**Selected text:**
Kazuhiro Tsuga, president of Panasonic Corp., addressed his new recruits on Monday telling them that he hopes they will turn the company into “a wonderful place to be.” President Akio Toyoda encouraged his recruits at Toyota Motor Corp. to exhibit “the strength seen in cherry blossoms that can persevere in a harsh winter.”

In the meantime, over in the United States, IT companies are taking their wonderful workplaces and making them into more wonderful places with the aim of cultivating a passion for work. Makes me wonder: Whose responsibility is it to provide “a wonderful place to be” — the company’s or the employees’?

The wellness fad that swept the U.S. in the 1980s is being repackaged in the form of sheik, fun, healthy workplaces by companies like Google, Microsoft and Yahoo. Companies are wooing the best talent by offering workplaces with fitness rooms, massage rooms and recreational spaces.

**Exercise instructions:**
**1.** In the passage on workplaces, what did Akio Toyoda encourage his recruits at Toyota Motor Corp. to exhibit?
**2.** Pick up the passage on workplaces after its last sentence and carry it forward.
You won't need the records.

(Dataset records on object locations)
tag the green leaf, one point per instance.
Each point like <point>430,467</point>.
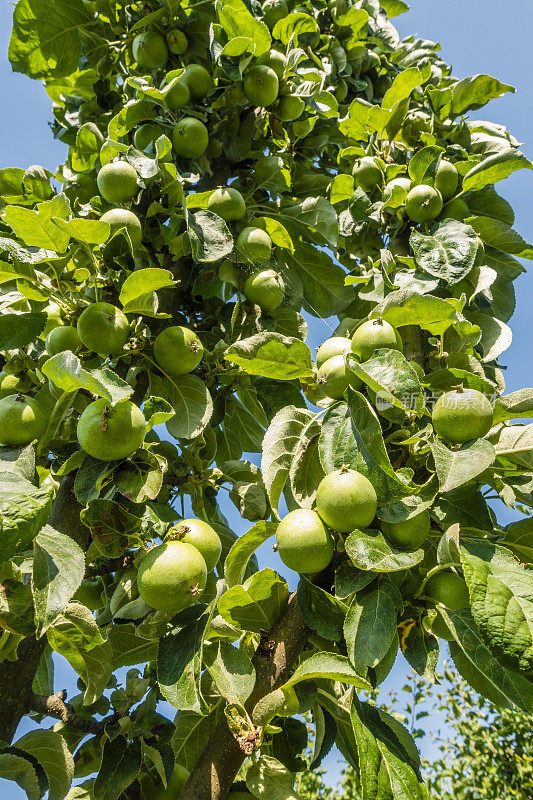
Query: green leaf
<point>179,662</point>
<point>465,505</point>
<point>496,336</point>
<point>137,294</point>
<point>268,777</point>
<point>37,228</point>
<point>393,8</point>
<point>14,767</point>
<point>475,92</point>
<point>272,356</point>
<point>514,405</point>
<point>52,753</point>
<point>390,375</point>
<point>65,372</point>
<point>349,580</point>
<point>45,38</point>
<point>323,280</point>
<point>210,237</point>
<point>403,84</point>
<point>370,625</point>
<point>457,467</point>
<point>495,168</point>
<point>479,667</point>
<point>238,23</point>
<point>323,612</point>
<point>488,203</point>
<point>421,649</point>
<point>76,636</point>
<point>129,647</point>
<point>193,407</point>
<point>329,666</point>
<point>192,732</point>
<point>408,307</point>
<point>515,443</point>
<point>84,791</point>
<point>89,231</point>
<point>121,762</point>
<point>43,682</point>
<point>232,672</point>
<point>363,119</point>
<point>424,163</point>
<point>58,570</point>
<point>157,411</point>
<point>24,509</point>
<point>306,473</point>
<point>373,552</point>
<point>449,253</point>
<point>501,593</point>
<point>318,214</point>
<point>19,330</point>
<point>351,435</point>
<point>243,549</point>
<point>271,172</point>
<point>388,758</point>
<point>133,112</point>
<point>86,153</point>
<point>257,604</point>
<point>342,187</point>
<point>277,232</point>
<point>294,25</point>
<point>290,432</point>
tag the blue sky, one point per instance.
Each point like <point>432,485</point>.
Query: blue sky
<point>476,38</point>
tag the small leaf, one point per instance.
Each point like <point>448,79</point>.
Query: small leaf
<point>19,330</point>
<point>139,285</point>
<point>373,552</point>
<point>481,669</point>
<point>193,407</point>
<point>330,666</point>
<point>58,570</point>
<point>389,374</point>
<point>257,604</point>
<point>370,625</point>
<point>179,662</point>
<point>475,92</point>
<point>323,612</point>
<point>501,601</point>
<point>514,405</point>
<point>243,549</point>
<point>210,237</point>
<point>46,41</point>
<point>232,671</point>
<point>37,228</point>
<point>76,636</point>
<point>289,433</point>
<point>457,467</point>
<point>51,751</point>
<point>14,767</point>
<point>121,761</point>
<point>65,372</point>
<point>421,649</point>
<point>272,356</point>
<point>495,168</point>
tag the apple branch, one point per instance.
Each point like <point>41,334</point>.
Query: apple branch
<point>214,772</point>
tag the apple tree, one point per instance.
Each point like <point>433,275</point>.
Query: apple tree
<point>234,171</point>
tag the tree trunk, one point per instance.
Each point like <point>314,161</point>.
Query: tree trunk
<point>221,759</point>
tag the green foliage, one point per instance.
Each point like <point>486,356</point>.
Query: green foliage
<point>230,168</point>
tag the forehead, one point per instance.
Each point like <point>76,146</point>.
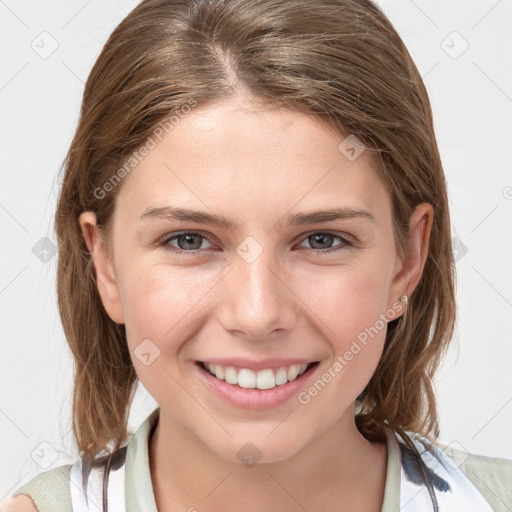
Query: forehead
<point>235,155</point>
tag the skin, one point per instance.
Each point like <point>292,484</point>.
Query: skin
<point>254,167</point>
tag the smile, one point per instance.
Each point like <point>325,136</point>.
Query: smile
<point>263,379</point>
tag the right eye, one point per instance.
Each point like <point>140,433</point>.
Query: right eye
<point>188,242</point>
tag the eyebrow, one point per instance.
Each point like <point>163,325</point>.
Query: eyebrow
<point>296,219</point>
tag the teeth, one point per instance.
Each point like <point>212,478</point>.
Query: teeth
<point>263,379</point>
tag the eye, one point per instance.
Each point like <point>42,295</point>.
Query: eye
<point>188,242</point>
<point>326,238</point>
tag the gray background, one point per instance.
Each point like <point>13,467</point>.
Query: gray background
<point>463,51</point>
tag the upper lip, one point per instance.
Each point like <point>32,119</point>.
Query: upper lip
<point>251,364</point>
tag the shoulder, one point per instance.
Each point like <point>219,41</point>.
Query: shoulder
<point>492,476</point>
<point>47,491</point>
<point>20,503</point>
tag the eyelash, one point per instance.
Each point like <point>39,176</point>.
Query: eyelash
<point>346,243</point>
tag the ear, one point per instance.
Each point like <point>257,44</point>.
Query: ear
<point>105,276</point>
<point>408,270</point>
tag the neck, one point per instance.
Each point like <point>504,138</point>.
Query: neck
<point>341,470</point>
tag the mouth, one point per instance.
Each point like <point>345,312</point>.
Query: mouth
<point>255,389</point>
<point>264,379</point>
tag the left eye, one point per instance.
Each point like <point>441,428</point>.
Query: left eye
<point>191,241</point>
<point>321,238</point>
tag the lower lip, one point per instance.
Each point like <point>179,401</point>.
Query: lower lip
<point>255,399</point>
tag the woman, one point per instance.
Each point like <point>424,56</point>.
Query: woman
<point>220,145</point>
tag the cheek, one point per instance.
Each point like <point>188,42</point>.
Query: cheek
<point>160,303</point>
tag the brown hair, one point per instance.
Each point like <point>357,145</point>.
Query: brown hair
<point>340,60</point>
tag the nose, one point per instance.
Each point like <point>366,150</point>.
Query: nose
<point>257,300</point>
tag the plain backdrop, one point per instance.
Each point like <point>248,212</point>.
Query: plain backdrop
<point>463,50</point>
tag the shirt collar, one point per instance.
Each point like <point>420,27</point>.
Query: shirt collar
<point>139,488</point>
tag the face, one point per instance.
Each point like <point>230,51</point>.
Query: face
<point>270,287</point>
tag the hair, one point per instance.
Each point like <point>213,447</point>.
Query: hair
<point>338,60</point>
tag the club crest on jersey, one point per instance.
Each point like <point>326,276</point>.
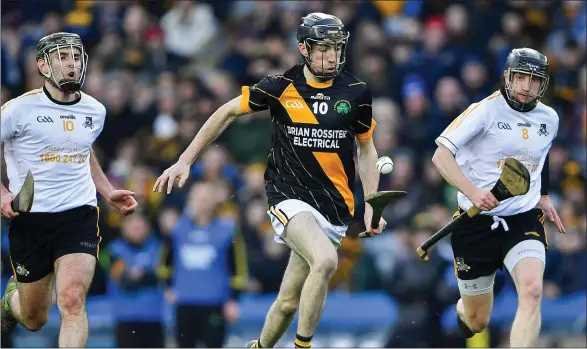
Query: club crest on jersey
<point>321,97</point>
<point>342,107</point>
<point>89,122</point>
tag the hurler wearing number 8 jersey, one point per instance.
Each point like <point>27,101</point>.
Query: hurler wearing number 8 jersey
<point>512,122</point>
<point>50,132</point>
<point>319,113</point>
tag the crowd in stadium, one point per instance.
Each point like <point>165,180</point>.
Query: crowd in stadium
<point>161,68</point>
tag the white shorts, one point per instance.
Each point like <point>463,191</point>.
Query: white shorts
<point>281,213</point>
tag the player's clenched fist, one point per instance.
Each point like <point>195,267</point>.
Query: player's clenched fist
<point>7,211</point>
<point>483,199</point>
<point>180,170</point>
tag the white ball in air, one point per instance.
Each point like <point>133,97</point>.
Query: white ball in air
<point>384,165</point>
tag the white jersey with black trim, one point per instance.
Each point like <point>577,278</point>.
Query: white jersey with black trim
<point>490,131</point>
<point>53,140</point>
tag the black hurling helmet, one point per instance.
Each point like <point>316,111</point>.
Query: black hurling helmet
<point>323,29</point>
<point>72,44</point>
<point>526,61</point>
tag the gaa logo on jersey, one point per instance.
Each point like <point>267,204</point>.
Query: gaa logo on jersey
<point>89,122</point>
<point>460,264</point>
<point>342,107</point>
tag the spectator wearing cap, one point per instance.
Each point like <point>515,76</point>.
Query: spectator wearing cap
<point>436,57</point>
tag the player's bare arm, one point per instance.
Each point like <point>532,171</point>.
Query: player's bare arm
<point>548,207</point>
<point>370,180</point>
<point>122,199</point>
<point>213,128</point>
<point>5,194</point>
<point>446,164</point>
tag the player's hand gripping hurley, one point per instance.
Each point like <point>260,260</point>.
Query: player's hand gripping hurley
<point>378,201</point>
<point>513,181</point>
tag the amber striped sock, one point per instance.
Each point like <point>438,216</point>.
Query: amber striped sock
<point>303,342</point>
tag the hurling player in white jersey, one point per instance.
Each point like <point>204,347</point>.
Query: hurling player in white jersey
<point>471,151</point>
<point>50,131</point>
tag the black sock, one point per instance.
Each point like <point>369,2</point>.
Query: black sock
<point>303,342</point>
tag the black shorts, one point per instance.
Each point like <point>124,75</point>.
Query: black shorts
<point>480,251</point>
<point>37,239</point>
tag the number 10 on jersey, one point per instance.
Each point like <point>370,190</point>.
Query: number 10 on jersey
<point>68,125</point>
<point>320,107</point>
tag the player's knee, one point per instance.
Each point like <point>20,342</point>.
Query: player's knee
<point>530,293</point>
<point>71,300</point>
<point>36,321</point>
<point>287,306</point>
<point>325,264</point>
<point>477,321</point>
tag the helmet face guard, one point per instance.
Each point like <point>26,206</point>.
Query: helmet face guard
<point>324,38</point>
<point>529,62</point>
<point>68,47</point>
<point>534,99</point>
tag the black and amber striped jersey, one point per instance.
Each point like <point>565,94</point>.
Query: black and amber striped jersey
<point>313,141</point>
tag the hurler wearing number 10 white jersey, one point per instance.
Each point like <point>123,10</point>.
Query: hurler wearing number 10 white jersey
<point>50,132</point>
<point>512,122</point>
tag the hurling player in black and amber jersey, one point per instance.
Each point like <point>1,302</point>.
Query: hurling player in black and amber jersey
<point>319,113</point>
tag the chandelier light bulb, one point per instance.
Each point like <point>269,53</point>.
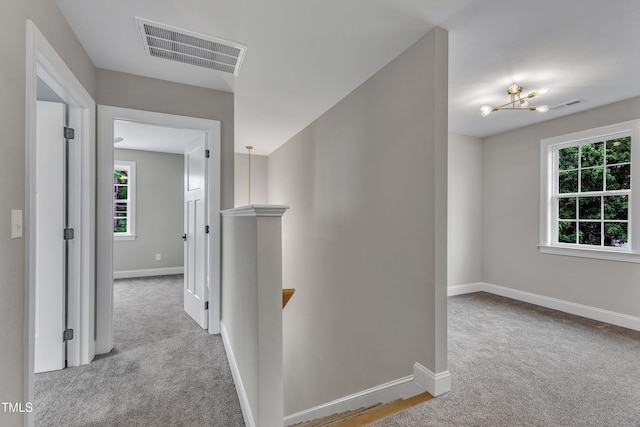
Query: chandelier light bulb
<point>518,102</point>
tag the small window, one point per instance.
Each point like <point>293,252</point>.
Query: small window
<point>588,181</point>
<point>124,200</point>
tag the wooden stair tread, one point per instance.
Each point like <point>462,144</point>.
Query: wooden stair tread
<point>335,418</point>
<point>363,416</point>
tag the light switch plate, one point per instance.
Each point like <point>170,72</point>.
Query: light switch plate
<point>16,224</point>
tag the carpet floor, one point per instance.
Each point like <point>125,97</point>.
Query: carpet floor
<point>164,370</point>
<point>517,364</point>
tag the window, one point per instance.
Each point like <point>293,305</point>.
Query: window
<point>124,200</point>
<point>588,180</point>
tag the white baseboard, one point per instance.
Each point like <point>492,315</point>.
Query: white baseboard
<point>467,288</point>
<point>128,274</point>
<point>435,384</point>
<point>594,313</point>
<point>401,388</point>
<point>235,372</point>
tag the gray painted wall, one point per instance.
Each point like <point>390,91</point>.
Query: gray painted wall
<point>364,242</point>
<point>52,24</point>
<point>465,210</point>
<point>143,93</point>
<point>159,212</point>
<point>511,220</point>
<point>258,179</point>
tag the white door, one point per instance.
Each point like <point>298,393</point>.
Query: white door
<point>50,247</point>
<point>196,286</point>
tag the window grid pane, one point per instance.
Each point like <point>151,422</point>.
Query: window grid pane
<point>121,201</point>
<point>593,182</point>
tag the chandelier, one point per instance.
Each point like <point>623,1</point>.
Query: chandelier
<point>519,102</point>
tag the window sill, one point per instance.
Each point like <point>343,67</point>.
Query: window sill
<point>124,237</point>
<point>590,253</point>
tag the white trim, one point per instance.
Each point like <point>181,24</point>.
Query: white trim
<point>42,61</point>
<point>149,272</point>
<point>402,388</point>
<point>237,379</point>
<point>124,237</point>
<point>211,128</point>
<point>130,167</point>
<point>594,313</point>
<point>582,252</point>
<point>547,231</point>
<point>435,384</point>
<point>466,288</point>
<point>256,210</point>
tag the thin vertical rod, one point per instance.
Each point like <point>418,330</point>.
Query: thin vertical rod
<point>249,147</point>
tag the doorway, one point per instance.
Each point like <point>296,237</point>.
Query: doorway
<point>110,118</point>
<point>48,77</point>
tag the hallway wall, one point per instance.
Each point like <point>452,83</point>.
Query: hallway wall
<point>364,242</point>
<point>143,93</point>
<point>465,234</point>
<point>258,179</point>
<point>52,24</point>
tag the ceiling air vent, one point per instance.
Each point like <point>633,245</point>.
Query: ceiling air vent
<point>164,41</point>
<point>567,104</point>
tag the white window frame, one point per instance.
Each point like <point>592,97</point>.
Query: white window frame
<point>130,167</point>
<point>548,209</point>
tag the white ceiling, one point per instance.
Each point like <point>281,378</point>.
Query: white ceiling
<point>305,56</point>
<point>147,137</point>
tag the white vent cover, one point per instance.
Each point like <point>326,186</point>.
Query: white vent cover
<point>164,41</point>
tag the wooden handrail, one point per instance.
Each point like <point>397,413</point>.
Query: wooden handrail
<point>286,296</point>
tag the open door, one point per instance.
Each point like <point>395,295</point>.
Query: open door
<point>50,271</point>
<point>196,286</point>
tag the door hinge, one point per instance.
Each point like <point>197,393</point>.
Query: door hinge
<point>69,133</point>
<point>69,234</point>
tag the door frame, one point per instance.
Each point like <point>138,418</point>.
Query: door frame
<point>43,62</point>
<point>104,270</point>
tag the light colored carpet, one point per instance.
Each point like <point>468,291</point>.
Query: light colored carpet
<point>516,364</point>
<point>164,371</point>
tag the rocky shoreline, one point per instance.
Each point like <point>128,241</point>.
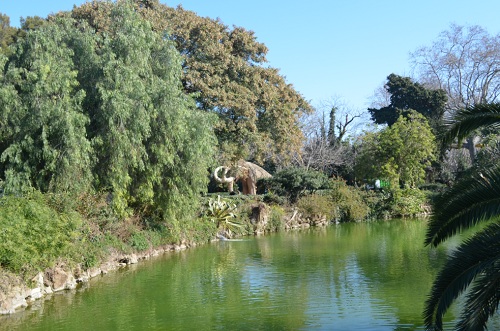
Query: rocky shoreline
<point>15,295</point>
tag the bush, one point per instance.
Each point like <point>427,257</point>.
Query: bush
<point>33,235</point>
<point>408,202</point>
<point>317,206</point>
<point>349,202</point>
<point>276,219</point>
<point>295,182</point>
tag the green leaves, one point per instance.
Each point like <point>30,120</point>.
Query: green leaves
<point>87,111</point>
<point>47,146</point>
<point>399,153</point>
<point>474,265</point>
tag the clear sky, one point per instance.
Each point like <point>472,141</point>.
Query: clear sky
<point>326,48</point>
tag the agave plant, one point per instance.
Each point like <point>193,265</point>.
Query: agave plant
<point>474,267</point>
<point>223,214</point>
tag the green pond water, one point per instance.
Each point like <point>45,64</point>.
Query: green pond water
<point>368,276</point>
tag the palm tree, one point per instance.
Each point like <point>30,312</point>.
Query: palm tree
<point>475,265</point>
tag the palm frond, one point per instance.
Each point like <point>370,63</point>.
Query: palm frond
<point>466,120</point>
<point>468,202</point>
<point>482,300</point>
<point>480,253</point>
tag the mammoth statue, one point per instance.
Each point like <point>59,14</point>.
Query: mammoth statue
<point>246,172</point>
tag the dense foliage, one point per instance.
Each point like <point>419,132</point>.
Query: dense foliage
<point>406,95</point>
<point>83,110</point>
<point>399,153</point>
<point>473,266</point>
<point>295,182</point>
<point>223,69</point>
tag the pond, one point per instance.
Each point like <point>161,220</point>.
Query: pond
<point>368,276</point>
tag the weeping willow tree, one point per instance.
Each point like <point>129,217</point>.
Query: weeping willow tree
<point>474,267</point>
<point>83,110</point>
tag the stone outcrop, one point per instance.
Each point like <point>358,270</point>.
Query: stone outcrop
<point>15,295</point>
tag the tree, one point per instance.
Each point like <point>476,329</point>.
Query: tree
<point>223,69</point>
<point>153,147</point>
<point>76,102</point>
<point>399,153</point>
<point>7,34</point>
<point>295,182</point>
<point>474,265</point>
<point>45,146</point>
<point>327,146</point>
<point>405,95</point>
<point>463,61</point>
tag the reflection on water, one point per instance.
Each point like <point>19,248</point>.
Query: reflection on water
<point>371,276</point>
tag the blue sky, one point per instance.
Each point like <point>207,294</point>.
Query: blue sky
<point>326,48</point>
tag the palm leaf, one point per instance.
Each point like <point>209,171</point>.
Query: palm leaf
<point>468,202</point>
<point>465,121</point>
<point>477,255</point>
<point>482,300</point>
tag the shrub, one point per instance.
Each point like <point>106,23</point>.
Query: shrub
<point>408,202</point>
<point>316,206</point>
<point>33,235</point>
<point>276,219</point>
<point>295,182</point>
<point>349,201</point>
<point>224,214</point>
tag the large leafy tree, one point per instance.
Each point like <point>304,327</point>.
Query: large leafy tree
<point>45,145</point>
<point>474,265</point>
<point>224,70</point>
<point>399,153</point>
<point>405,94</point>
<point>463,61</point>
<point>7,34</point>
<point>76,101</point>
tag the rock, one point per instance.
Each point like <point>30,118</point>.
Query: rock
<point>36,293</point>
<point>59,279</point>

**Responses:**
**1.** The strength seen in cherry blossoms that can persevere in a harsh winter.

**2.**
They’re remodeling offices and thinking outside the box. Why have a normal, black desk chair when you can have a lime green one, for example? Why ride a mama-chari with squealing brakes when your company, Google, will loan you a shiny new banana-colored bicycle to ride? Companies are adding all kinds of gimmicks to make the office a wonderful place to be with on-site gyms, electric cars, free taxi services, etc. In addition, employees occasionally get tickets to sporting games, concerts and movies.

Blowing through Seattle the other day (I was there a total of two hours), I scheduled a business lunch with my friend, Diane Olsen, who works at Microsoft’s headquarters in Redmond, Washington. “What would you like to eat?” Diane asked me, “Thai, Mexican, Mongolian?” These were among the options at the food court on the Microsoft “campus,” a sprawling acreage of over 100 buildings.

“We can go to a restaurant in town if you want, but there’s really no need,” she added. We settled on Mongolian (vegetarian, no less) in the food court, a collection of restaurants flanked by mobile phone shops, a credit union and even a bicycle shop (that also sells snowboards, in case you decide you want one for dessert, I guess).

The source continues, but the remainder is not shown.